Por Héctor M. Guyot
La sonrisa invicta de Amado Boudou volvió a la tapa de los
diarios. También volvió el mantra que el ex vicepresidente repite cada vez que
puede: "Hay presos políticos en la Argentina". Por supuesto, él se considera
uno de ellos, aunque a partir de ahora (y ya se verá hasta cuándo) podrá
cumplir su condena de cinco años y seis meses por el caso Ciccone fuera de la
cárcel, con una pulsera electrónica en el tobillo.
Más que de la prisión, a
juzgar por las imágenes, pareció que salía del coiffeur. Muy lejos de aquella foto de su detención de noviembre de
2017, que lo tomó desprevenido en su departamento de Puerto Madero y con la
cabellera revuelta.
Podríamos arriesgar que uno de los grandes males del país es
el modo en que las corporaciones política, empresaria y sindical han tomado al
Estado como un botín al que hincarle los dientes. Boudou sería parte de esa
trama. Pero no como político, como parece que se considera de acuerdo con sus
dichos. En su caso, esa condición es al menos discutible. A la luz de los
relatos que circulan sobre sus andanzas, su perfil se acercaría más al del
aventurero que aprovechó sus dotes de filibustero para subirse a la farsa del
kirchnerismo por una razón alejada de toda ideología: sencillamente, era el
camino más corto para llegar a lo que en verdad le importaba.

··········

Según el fragmento sobre Amado Boudou, ¿de cuánto es la condena que cumple por el caso Ciccone? El material que viene a continuación es independiente del fragmento.

> Material extraído
··········

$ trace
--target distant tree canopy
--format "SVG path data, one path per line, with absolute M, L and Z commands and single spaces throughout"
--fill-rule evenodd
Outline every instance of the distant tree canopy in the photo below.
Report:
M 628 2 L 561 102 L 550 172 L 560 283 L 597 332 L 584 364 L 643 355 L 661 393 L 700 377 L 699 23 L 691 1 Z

··········

> Respuesta
Cinco años y seis meses.